▼

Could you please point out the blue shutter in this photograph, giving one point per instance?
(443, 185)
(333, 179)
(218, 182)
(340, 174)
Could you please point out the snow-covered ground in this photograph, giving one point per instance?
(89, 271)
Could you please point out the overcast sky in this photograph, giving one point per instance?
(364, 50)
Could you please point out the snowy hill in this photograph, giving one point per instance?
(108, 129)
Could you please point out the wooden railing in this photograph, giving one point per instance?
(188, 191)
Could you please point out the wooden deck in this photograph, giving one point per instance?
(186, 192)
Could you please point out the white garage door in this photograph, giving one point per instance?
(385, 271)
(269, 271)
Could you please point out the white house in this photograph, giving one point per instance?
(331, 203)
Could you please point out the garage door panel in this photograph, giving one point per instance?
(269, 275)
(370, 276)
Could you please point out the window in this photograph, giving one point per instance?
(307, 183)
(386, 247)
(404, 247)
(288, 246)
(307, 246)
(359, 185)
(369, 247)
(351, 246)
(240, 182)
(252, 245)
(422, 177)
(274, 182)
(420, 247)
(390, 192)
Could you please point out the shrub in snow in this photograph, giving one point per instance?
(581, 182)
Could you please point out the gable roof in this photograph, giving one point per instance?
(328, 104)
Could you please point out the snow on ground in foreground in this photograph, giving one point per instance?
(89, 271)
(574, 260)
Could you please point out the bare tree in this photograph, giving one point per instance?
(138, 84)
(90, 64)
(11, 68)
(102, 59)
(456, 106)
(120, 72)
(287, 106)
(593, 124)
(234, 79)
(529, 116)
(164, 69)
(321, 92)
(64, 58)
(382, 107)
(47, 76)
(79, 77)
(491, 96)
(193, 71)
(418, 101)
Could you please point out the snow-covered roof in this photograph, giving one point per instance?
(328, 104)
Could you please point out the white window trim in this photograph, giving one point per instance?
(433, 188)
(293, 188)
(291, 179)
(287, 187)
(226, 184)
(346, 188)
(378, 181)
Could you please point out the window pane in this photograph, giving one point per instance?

▲

Problem statement: No line may be left out; the records are to be transcribed in full.

Response to this task:
Could you please point out the blue shutter in this photograph, giving one point per instance?
(443, 185)
(333, 179)
(218, 182)
(340, 174)
Could you please point out the snow-covered ground in this photograph, giving one point per instance?
(89, 271)
Could you please point out the overcast sky in this photograph, giving one point per instance?
(364, 50)
Could you please point out the snowy hill in this photograph, giving one point per instance?
(108, 129)
Could you please point out the wooden railing in this photograph, giving one point per instance?
(188, 191)
Could you please point out the wooden deck in this photograph, giving one point per instance?
(186, 192)
Could you please point out the white garage door in this photograph, giving one point per instance?
(385, 271)
(269, 271)
Could you please point out the white house in this photograph, giving one point per instance?
(331, 203)
Could you please point out the garage door panel in this photograph, giving one point per instance?
(269, 275)
(370, 276)
Could you please point out the window in this photograph, giving one point per instance?
(307, 183)
(386, 247)
(404, 247)
(288, 246)
(307, 246)
(359, 185)
(369, 247)
(351, 246)
(240, 182)
(252, 245)
(422, 177)
(274, 182)
(420, 247)
(390, 192)
Could you please point out the shrub in snow in this photograph, giving one point per instance?
(581, 182)
Could you please point out the gable roof in this photograph, giving one point per instance?
(328, 104)
Could you please point out the snow on ground in foreground in this photograph, giving one point per instance?
(89, 271)
(574, 260)
Could you please point out the bare tree in this photograph, giving one point per instance?
(138, 84)
(90, 64)
(11, 68)
(102, 59)
(456, 106)
(120, 72)
(287, 106)
(593, 124)
(234, 79)
(529, 116)
(164, 69)
(321, 92)
(64, 58)
(382, 107)
(47, 76)
(79, 77)
(491, 96)
(193, 71)
(418, 101)
Could you please point out the snow-covered roof in this photograph, giving one point per instance?
(328, 104)
Could you please point out the white window trim in this photograph, giving one point per instance?
(433, 188)
(293, 188)
(291, 179)
(287, 187)
(226, 184)
(346, 188)
(378, 181)
Could you please point out the window pane in this photograph, giving one point per instance?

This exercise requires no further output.